Items listed in a dataset:
----
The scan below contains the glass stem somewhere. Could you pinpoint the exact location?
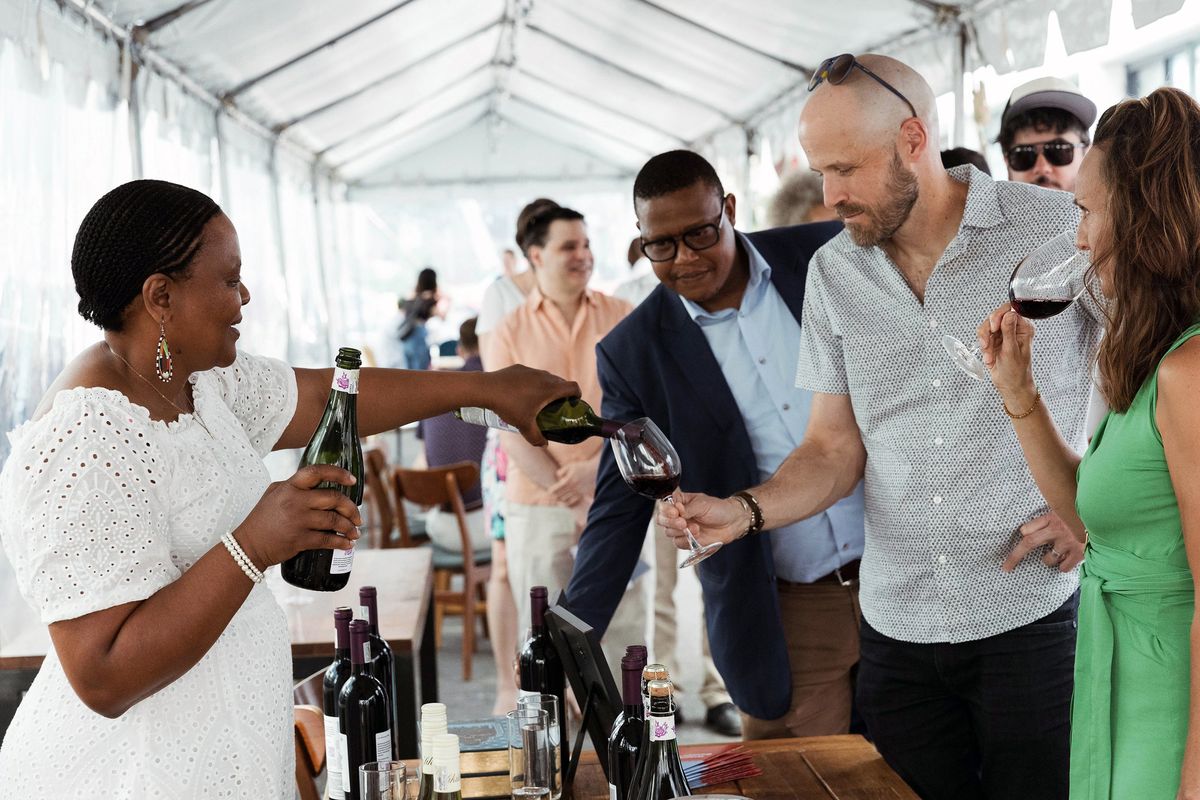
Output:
[666,494,700,553]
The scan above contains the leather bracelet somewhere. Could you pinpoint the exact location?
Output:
[221,534,266,583]
[733,492,764,535]
[1000,389,1042,420]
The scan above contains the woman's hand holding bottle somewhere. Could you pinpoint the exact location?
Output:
[234,464,362,570]
[485,363,581,447]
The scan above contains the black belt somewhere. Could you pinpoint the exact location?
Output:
[775,559,860,587]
----
> [WHAT IS NEEDED]: Present every line of the material above as a numbered list, skipping any blank lines. Leave the pictures out.

> [SOLUTION FOR THIS PROBLEM]:
1. The scan below contains the glass stem somewhere. Could you pinpoint the exact location?
2. Output:
3. [666,494,700,553]
4. The scan above contains the leather bracelet somewhere. Could you pinpoint the exact location?
5. Output:
6. [221,534,266,583]
7. [733,492,764,535]
8. [1000,389,1042,420]
9. The scan above contains the woman's hand holding bottle somewhere. Could you pinpoint the exact location?
10. Output:
11. [234,464,362,570]
12. [485,363,581,447]
13. The scan above contains the black belt somewhere. Could you pinpoint the exact location?
14. Output:
15. [775,559,860,587]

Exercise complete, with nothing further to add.